### Quoted passage
SUMMARY OF THE INVENTION
[0007] One aspect of the invention is a method for desulfurization
of naphtha. In one embodiment, the method includes introducing a
thermally or catalytically cracked naphtha stream containing sulfur
compounds and a naphtha-immiscible ionic liquid into an ionic
liquid desulfurization zone to remove a first portion of the sulfur
compounds to form a mixture of reduced sulfur naphtha and a
naphtha-immiscible ionic liquid containing the sulfur compounds;
and introducing an effluent from the ionic liquid desulfurization
zone and hydrogen into a catalytic hydrodesulfurization zone to
remove a second portion of the sulfur compounds.
BRIEF DESCRIPTION OF THE DRAWINGS
[0008] FIG. 1 illustrates one embodiment of a one stage catalytic
hydrodesulfurization process.
[0009] FIG. 2 illustrates one embodiment of a two stage catalytic
hydrodesulfurization process.
[0010] FIG. 3 illustrates one embodiment of an ionic liquid
desulfurization unit.
[0011] FIG. 4 illustrates another embodiment of an ionic liquid
desulfurization process.
[0012] FIG. 5 illustrates another embodiment of an ionic liquid
desulfurization process.
DETAILED DESCRIPTION OF THE INVENTION
[0013] A process has been developed in which a portion of the
sulfur in a naphtha feed is removed using ionic liquids. The ionic
liquid desulfurization part of the process can operate at low
temperatures and pressures, reducing the capital and operating
costs of desulfurization. In addition, a process utilizing ionic
liquid desulfurization can further reduce costs because the
catalytic hydrodesulfurizaton unit can be made smaller.

### To-do list
**1)** Copy the naphtha desulfurization excerpt from "[0011] FIG. 4" up to and including "be made smaller.", renaming "naphtha feed" as "naphtha stream" throughout.
**2)** Answer these questions using the naphtha desulfurization excerpt:
(a) What does FIG. 2 illustrate?
(b) What is introduced into the catalytic hydrodesulfurization zone along with the effluent from the ionic liquid desulfurization zone?
(c) At what conditions can the ionic liquid desulfurization part of the process operate?
**3)** Summarize the naphtha desulfurization excerpt in two sentences.
The rows that follow come from a separate source unrelated to the naphtha desulfurization excerpt.

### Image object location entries

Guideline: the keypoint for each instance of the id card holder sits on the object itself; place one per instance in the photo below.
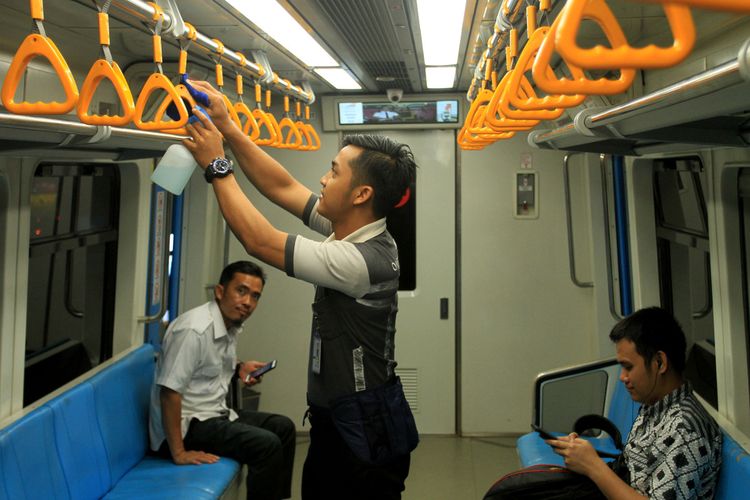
(316, 352)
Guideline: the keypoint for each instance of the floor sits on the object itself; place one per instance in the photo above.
(444, 467)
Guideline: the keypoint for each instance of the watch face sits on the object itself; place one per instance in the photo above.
(220, 166)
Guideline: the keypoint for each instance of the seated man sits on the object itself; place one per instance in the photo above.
(674, 448)
(189, 418)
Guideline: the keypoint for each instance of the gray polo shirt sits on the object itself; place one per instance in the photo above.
(354, 313)
(197, 360)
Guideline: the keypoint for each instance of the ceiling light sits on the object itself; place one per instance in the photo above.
(339, 78)
(440, 77)
(272, 18)
(440, 23)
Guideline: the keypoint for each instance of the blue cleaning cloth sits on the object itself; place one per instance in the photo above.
(200, 98)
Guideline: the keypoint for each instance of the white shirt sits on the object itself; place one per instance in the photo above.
(197, 360)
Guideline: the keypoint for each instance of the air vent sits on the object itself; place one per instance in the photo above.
(410, 381)
(368, 28)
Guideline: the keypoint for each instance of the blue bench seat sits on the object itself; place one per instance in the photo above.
(91, 441)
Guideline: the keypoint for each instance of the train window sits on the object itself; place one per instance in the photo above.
(72, 265)
(684, 264)
(401, 223)
(743, 184)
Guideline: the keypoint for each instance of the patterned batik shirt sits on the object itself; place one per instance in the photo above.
(674, 449)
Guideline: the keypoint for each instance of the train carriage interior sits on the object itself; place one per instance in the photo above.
(578, 160)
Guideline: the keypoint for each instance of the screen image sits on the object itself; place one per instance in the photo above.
(374, 113)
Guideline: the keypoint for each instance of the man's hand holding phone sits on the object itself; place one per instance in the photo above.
(252, 371)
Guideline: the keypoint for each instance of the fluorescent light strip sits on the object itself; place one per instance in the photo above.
(440, 23)
(272, 18)
(440, 77)
(339, 78)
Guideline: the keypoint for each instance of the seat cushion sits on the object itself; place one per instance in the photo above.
(158, 478)
(29, 463)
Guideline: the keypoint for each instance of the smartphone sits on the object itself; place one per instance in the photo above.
(260, 371)
(543, 433)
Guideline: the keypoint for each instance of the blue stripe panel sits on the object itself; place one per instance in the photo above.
(621, 225)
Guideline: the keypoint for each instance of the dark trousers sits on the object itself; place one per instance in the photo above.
(263, 441)
(333, 472)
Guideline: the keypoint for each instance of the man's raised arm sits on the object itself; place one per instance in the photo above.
(266, 174)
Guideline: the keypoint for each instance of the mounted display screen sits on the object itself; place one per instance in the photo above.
(413, 112)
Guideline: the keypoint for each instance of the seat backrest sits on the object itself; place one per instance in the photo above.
(622, 410)
(734, 477)
(121, 396)
(29, 463)
(79, 443)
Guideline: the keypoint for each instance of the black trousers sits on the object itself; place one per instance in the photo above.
(333, 472)
(263, 441)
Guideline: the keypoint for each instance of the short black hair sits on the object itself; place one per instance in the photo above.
(386, 165)
(653, 329)
(244, 267)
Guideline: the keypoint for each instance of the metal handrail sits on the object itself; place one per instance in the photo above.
(608, 239)
(569, 221)
(164, 270)
(144, 12)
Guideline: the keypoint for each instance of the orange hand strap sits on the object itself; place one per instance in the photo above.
(314, 138)
(545, 78)
(37, 45)
(101, 70)
(184, 93)
(250, 125)
(264, 122)
(621, 55)
(155, 82)
(524, 64)
(731, 5)
(293, 139)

### Correct answers
**1)**
[0011] FIG. 4 illustrates another embodiment of an ionic liquid
desulfurization process.
[0012] FIG. 5 illustrates another embodiment of an ionic liquid
desulfurization process.
DETAILED DESCRIPTION OF THE INVENTION
[0013] A process has been developed in which a portion of the
sulfur in a naphtha stream is removed using ionic liquids. The ionic
liquid desulfurization part of the process can operate at low
temperatures and pressures, reducing the capital and operating
costs of desulfurization. In addition, a process utilizing ionic
liquid desulfurization can further reduce costs because the
catalytic hydrodesulfurizaton unit can be made smaller.

**2)**
(a) One embodiment of a two stage catalytic hydrodesulfurization process.
(b) Hydrogen.
(c) Low temperatures and pressures.

**3)** The method removes a first portion of the sulfur compounds from a cracked naphtha stream in an ionic liquid desulfurization zone using a naphtha-immiscible ionic liquid, then sends the effluent with hydrogen to a catalytic hydrodesulfurization zone to remove a second portion. Because the ionic liquid step can run at low temperatures and pressures and allows a smaller catalytic hydrodesulfurization unit, the process reduces desulfurization costs.